_Records to use_.
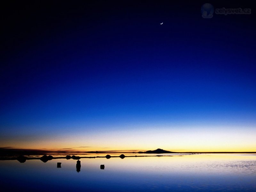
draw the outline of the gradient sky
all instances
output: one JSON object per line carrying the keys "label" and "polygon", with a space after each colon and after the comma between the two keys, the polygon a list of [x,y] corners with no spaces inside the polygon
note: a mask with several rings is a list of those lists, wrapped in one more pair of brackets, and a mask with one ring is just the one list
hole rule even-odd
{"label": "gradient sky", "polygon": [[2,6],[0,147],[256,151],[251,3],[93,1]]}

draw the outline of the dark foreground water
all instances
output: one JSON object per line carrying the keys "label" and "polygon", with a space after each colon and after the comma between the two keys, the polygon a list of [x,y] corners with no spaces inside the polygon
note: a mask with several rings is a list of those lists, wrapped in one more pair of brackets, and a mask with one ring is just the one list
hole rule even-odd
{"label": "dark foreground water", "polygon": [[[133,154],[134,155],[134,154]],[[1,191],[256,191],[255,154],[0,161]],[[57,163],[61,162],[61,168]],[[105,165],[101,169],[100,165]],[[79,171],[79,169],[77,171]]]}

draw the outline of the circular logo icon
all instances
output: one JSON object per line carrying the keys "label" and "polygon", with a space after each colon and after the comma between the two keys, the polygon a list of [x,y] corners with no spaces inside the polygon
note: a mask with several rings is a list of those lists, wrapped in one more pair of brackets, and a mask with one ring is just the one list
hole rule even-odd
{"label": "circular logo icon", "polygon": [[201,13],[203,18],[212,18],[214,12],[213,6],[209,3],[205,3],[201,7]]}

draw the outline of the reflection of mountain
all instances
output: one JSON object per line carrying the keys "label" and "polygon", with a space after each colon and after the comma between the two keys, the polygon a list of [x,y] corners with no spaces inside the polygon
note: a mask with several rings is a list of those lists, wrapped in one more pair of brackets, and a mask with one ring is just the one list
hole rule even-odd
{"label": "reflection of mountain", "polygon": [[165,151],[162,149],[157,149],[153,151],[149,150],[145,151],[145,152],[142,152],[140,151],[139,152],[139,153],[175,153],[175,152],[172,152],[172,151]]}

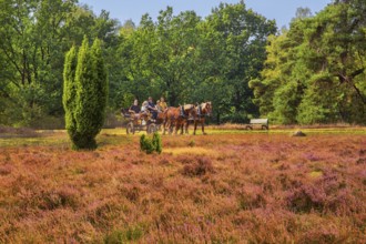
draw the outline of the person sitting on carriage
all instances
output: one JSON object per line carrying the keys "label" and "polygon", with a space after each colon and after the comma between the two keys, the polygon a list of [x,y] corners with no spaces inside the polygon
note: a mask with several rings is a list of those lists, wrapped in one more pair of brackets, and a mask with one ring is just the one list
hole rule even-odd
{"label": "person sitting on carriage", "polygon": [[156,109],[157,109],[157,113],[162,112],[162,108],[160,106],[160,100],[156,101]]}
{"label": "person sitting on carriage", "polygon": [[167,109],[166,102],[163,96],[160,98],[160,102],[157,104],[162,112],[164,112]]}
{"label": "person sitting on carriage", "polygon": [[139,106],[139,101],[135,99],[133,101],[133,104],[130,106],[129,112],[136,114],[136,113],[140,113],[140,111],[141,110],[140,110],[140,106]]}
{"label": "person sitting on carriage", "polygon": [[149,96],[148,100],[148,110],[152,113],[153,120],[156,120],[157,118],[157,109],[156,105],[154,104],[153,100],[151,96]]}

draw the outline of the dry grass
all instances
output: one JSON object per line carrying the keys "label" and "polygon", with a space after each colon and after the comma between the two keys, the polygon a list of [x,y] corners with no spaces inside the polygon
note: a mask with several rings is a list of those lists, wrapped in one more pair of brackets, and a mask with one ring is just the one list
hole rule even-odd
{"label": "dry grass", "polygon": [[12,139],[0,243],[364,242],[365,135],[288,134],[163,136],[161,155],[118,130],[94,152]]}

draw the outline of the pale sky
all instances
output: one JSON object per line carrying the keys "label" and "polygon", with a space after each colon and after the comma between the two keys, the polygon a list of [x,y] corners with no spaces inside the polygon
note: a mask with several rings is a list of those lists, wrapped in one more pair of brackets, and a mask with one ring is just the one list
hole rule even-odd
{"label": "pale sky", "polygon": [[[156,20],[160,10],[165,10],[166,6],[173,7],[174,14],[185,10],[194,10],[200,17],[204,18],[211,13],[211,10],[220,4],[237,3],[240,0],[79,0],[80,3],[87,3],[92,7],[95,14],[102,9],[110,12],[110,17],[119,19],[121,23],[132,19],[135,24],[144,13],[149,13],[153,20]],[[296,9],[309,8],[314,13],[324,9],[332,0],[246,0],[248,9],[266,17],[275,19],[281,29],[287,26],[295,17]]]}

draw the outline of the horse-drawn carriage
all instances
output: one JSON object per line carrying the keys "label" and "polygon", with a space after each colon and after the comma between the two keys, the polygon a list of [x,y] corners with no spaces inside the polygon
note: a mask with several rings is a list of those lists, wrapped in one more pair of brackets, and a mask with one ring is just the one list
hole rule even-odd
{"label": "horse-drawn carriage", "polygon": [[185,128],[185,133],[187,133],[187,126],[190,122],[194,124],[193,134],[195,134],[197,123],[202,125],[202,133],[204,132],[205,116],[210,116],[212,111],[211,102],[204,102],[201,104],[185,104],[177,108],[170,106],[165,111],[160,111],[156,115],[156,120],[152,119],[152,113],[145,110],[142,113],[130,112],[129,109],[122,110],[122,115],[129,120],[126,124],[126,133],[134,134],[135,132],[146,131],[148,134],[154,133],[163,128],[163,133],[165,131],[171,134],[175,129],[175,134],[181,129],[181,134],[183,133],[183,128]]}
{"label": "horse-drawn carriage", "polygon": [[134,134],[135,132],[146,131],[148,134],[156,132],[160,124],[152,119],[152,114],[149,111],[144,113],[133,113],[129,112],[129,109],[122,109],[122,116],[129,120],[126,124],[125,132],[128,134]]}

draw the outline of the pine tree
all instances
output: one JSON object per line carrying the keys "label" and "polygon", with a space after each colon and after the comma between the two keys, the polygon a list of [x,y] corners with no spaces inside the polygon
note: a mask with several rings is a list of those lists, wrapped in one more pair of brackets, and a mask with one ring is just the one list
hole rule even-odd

_Exercise requirements_. Could you quote, exactly as they appear, the line containing "draw the outline of the pine tree" and every line after it to the end of the records above?

_Task answer_.
draw the outline of the pine tree
all instances
output: one JSON object per line carrying the keys "label" and "polygon", with a space after each colon and after the comma between the two keys, the polygon a list of [x,y] corners with no spaces inside the polygon
note: a mask with several rings is a list of those lists, wrapped in one more pair of brackets, and a mask with one ring is just the one list
hole rule even-odd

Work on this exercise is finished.